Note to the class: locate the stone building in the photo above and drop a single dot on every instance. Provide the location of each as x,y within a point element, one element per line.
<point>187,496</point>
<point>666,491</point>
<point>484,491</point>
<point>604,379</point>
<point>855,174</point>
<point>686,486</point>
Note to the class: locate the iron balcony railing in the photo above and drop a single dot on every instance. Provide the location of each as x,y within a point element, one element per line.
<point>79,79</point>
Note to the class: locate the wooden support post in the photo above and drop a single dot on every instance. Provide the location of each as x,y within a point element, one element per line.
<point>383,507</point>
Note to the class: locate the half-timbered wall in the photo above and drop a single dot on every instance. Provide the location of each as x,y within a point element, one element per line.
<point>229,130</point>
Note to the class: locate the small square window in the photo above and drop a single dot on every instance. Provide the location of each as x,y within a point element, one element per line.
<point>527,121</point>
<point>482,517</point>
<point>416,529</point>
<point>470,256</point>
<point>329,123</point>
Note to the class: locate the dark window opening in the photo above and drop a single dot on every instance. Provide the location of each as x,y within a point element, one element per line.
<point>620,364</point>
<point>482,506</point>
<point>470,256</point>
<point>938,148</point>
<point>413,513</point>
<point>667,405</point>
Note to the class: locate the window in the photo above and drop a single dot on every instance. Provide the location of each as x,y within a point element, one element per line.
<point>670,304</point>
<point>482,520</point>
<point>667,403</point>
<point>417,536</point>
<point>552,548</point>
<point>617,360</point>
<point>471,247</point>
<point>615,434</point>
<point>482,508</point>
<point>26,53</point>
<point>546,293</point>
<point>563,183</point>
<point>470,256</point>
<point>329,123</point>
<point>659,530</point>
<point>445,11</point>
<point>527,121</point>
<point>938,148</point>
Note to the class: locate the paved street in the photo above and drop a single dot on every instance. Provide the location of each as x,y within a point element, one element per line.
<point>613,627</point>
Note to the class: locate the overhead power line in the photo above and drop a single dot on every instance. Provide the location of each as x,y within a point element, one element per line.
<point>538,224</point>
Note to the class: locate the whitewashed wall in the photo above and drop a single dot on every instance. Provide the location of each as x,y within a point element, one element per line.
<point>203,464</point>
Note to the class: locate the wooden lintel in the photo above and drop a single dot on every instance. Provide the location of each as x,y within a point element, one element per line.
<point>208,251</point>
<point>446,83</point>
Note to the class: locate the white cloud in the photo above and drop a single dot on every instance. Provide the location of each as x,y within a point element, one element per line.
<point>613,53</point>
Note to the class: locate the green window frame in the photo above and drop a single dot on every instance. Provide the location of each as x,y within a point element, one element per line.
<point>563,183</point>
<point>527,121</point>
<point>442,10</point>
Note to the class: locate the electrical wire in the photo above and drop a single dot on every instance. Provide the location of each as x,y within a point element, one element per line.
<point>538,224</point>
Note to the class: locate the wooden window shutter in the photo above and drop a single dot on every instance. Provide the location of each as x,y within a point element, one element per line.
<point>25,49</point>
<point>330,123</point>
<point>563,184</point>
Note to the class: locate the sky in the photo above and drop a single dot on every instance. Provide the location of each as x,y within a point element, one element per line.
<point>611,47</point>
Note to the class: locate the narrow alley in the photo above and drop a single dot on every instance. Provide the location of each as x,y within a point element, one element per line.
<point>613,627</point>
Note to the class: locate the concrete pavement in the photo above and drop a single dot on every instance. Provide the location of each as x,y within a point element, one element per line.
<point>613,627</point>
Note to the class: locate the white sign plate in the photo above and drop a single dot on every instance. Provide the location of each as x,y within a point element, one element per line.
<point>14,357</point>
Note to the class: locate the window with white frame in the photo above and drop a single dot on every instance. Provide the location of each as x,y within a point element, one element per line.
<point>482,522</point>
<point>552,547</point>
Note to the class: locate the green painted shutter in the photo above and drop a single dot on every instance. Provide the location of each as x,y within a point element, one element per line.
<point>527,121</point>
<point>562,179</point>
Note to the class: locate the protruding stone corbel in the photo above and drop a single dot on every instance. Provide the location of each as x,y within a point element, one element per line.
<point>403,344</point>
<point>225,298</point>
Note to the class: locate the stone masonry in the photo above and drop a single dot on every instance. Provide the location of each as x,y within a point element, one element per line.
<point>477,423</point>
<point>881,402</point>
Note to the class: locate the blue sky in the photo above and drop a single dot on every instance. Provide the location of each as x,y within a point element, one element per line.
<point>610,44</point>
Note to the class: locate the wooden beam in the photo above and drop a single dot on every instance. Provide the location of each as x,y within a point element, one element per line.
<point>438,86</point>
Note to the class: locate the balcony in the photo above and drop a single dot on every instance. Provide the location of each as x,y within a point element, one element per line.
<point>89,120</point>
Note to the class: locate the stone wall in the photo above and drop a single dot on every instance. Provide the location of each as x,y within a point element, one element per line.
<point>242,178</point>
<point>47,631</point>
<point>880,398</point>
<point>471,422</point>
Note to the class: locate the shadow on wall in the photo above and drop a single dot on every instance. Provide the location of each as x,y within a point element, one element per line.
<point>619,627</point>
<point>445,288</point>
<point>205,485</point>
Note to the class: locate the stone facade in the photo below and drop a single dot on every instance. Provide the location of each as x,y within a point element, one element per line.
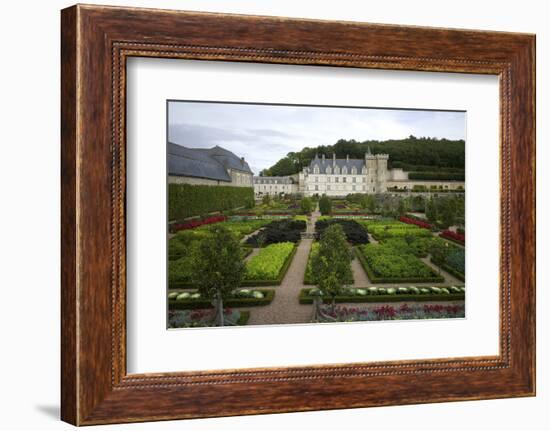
<point>274,186</point>
<point>340,177</point>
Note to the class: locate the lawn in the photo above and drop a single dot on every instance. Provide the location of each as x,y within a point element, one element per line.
<point>308,275</point>
<point>269,266</point>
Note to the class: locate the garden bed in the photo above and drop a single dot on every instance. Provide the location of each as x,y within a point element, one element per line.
<point>365,295</point>
<point>388,266</point>
<point>202,318</point>
<point>269,267</point>
<point>308,277</point>
<point>355,233</point>
<point>191,303</point>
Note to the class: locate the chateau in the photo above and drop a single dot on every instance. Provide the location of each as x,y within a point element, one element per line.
<point>340,177</point>
<point>329,176</point>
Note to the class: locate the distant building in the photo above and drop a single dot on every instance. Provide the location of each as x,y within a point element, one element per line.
<point>207,166</point>
<point>340,177</point>
<point>275,186</point>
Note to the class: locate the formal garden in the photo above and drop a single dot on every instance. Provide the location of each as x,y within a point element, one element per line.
<point>304,260</point>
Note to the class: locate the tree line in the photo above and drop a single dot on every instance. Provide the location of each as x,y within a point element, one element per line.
<point>428,154</point>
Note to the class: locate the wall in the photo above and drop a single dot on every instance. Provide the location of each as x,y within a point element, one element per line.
<point>29,218</point>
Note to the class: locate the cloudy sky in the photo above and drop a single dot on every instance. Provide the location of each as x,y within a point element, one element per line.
<point>263,134</point>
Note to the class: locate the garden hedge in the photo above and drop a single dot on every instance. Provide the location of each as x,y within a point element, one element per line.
<point>186,200</point>
<point>443,176</point>
<point>193,304</point>
<point>304,298</point>
<point>276,282</point>
<point>374,279</point>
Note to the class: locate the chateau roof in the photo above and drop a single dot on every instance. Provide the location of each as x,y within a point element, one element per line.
<point>210,163</point>
<point>349,163</point>
<point>271,180</point>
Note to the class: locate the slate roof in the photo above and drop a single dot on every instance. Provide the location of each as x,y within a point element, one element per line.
<point>210,163</point>
<point>271,180</point>
<point>329,162</point>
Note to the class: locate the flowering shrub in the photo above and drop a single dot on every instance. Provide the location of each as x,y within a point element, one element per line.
<point>204,317</point>
<point>389,263</point>
<point>449,234</point>
<point>268,264</point>
<point>388,312</point>
<point>192,224</point>
<point>418,223</point>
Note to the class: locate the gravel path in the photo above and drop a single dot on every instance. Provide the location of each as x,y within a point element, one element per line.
<point>360,278</point>
<point>255,251</point>
<point>285,307</point>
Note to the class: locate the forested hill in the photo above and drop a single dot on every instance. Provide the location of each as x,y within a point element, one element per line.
<point>411,154</point>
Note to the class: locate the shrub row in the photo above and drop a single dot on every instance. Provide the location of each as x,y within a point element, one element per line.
<point>197,303</point>
<point>355,233</point>
<point>287,230</point>
<point>419,223</point>
<point>457,274</point>
<point>308,275</point>
<point>306,298</point>
<point>448,176</point>
<point>185,200</point>
<point>391,261</point>
<point>192,224</point>
<point>453,236</point>
<point>269,256</point>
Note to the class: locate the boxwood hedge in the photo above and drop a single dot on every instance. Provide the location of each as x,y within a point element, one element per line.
<point>186,200</point>
<point>197,303</point>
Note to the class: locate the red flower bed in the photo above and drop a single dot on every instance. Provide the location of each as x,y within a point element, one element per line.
<point>418,223</point>
<point>196,223</point>
<point>449,234</point>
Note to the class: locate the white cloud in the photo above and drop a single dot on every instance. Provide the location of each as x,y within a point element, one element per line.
<point>263,134</point>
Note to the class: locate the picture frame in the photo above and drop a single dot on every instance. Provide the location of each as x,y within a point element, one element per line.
<point>96,41</point>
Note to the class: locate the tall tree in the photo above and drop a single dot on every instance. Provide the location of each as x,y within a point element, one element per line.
<point>325,205</point>
<point>218,268</point>
<point>332,264</point>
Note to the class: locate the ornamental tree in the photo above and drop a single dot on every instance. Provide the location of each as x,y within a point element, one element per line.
<point>306,206</point>
<point>218,268</point>
<point>325,205</point>
<point>332,264</point>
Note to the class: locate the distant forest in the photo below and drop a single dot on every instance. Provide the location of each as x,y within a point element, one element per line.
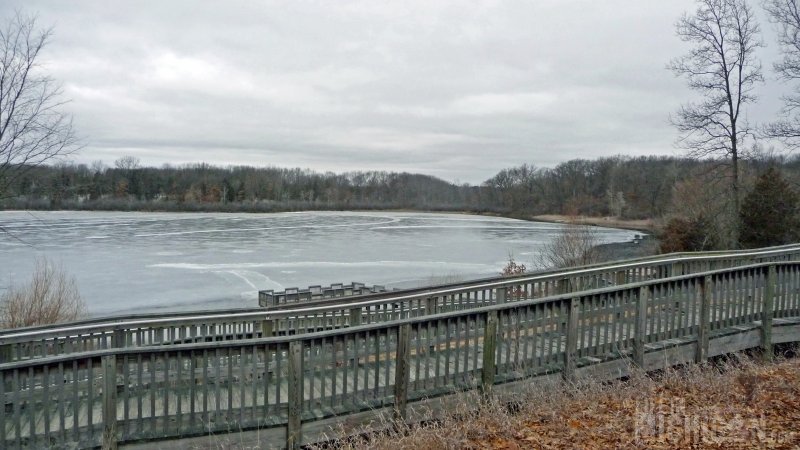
<point>626,187</point>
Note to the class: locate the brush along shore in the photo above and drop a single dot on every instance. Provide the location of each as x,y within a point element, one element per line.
<point>735,403</point>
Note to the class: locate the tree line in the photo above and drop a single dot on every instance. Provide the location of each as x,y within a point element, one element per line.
<point>621,186</point>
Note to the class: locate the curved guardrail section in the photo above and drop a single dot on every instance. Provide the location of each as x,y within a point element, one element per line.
<point>209,326</point>
<point>286,387</point>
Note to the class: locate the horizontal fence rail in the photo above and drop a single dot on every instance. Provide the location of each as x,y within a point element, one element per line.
<point>99,397</point>
<point>182,328</point>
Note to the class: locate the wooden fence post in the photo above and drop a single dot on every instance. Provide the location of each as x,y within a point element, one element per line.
<point>430,305</point>
<point>768,313</point>
<point>489,352</point>
<point>704,327</point>
<point>295,395</point>
<point>563,286</point>
<point>118,339</point>
<point>266,327</point>
<point>640,328</point>
<point>109,367</point>
<point>6,353</point>
<point>572,339</point>
<point>402,370</point>
<point>355,316</point>
<point>500,296</point>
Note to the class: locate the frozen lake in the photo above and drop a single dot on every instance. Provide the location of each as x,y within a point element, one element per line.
<point>126,262</point>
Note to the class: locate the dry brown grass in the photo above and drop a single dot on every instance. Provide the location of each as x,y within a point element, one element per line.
<point>51,296</point>
<point>736,403</point>
<point>575,245</point>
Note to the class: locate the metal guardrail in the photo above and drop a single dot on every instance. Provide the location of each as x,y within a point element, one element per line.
<point>328,314</point>
<point>288,383</point>
<point>272,299</point>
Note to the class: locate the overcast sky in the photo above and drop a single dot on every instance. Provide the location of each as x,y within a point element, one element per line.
<point>458,90</point>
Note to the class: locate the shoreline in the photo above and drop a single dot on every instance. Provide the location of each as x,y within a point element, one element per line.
<point>644,225</point>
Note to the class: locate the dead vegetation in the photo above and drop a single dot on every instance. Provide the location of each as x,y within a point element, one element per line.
<point>51,296</point>
<point>731,404</point>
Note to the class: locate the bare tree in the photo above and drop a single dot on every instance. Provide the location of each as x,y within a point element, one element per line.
<point>33,128</point>
<point>786,16</point>
<point>575,245</point>
<point>50,297</point>
<point>722,67</point>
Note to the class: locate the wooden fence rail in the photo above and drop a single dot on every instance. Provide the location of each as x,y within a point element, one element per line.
<point>292,385</point>
<point>181,328</point>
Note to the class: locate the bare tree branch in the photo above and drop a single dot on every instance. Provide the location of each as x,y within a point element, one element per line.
<point>722,67</point>
<point>33,129</point>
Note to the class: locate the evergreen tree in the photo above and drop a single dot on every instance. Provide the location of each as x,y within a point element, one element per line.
<point>769,214</point>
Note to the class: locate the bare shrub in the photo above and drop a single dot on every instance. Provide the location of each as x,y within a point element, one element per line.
<point>575,245</point>
<point>513,268</point>
<point>51,296</point>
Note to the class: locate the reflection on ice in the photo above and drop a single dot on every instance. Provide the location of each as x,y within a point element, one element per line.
<point>156,261</point>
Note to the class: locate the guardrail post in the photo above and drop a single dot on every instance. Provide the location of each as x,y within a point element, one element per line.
<point>489,352</point>
<point>768,313</point>
<point>118,339</point>
<point>109,367</point>
<point>703,328</point>
<point>265,327</point>
<point>355,316</point>
<point>430,305</point>
<point>402,371</point>
<point>563,286</point>
<point>6,353</point>
<point>572,339</point>
<point>295,395</point>
<point>500,296</point>
<point>640,330</point>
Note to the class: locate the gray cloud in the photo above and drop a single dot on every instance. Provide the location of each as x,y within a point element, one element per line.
<point>459,90</point>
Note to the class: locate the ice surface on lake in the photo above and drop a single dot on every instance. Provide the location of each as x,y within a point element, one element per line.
<point>137,262</point>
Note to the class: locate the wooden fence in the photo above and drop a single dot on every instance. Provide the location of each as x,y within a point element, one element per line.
<point>289,387</point>
<point>329,314</point>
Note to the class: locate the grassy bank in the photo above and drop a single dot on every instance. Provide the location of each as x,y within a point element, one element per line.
<point>645,225</point>
<point>731,404</point>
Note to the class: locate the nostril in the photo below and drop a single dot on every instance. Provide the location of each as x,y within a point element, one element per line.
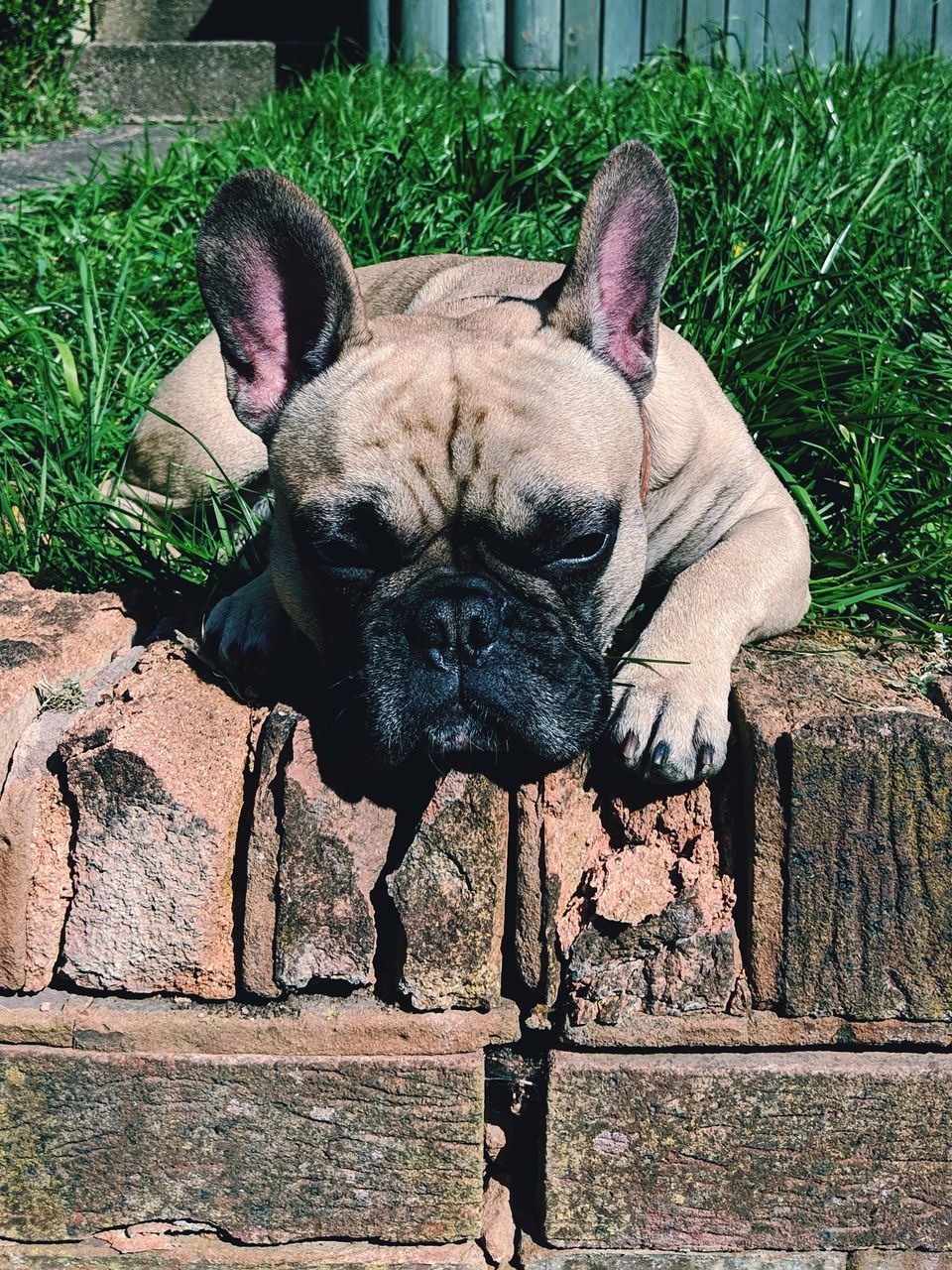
----------------
* WORK INSTRUCTIONS
Beginning with the line containing "Note to the class: locate the gray" and ending with the last line of the data, output those lines exactly and nothing more. Omit every picture.

* RESPONSE
Note to the class: locate the gray cloud in the photo above and drop a single dot on every instance. Provide the location of each as x,y within a point element, one element per line.
<point>459,90</point>
Note to the class: locate the ice surface on lake in the photo above and drop a single dot on every instance. Provide the location of each as x,y within a point element, one element per line.
<point>137,262</point>
Note to the class: locate the wooden fence in the photo above and drop a single dot on every instance. Provide the location of each as x,y within a point element, one element per line.
<point>289,387</point>
<point>329,314</point>
Note to the class: locate the grassy bank in the photo above and drop a single dot on every instance. Provide the location of each as x,y within a point element, one element per line.
<point>645,225</point>
<point>731,404</point>
Note to the class: locate the nostril in the photo below and drop a single dot on every instance. Provide the location of each as x,y within a point element, one element per line.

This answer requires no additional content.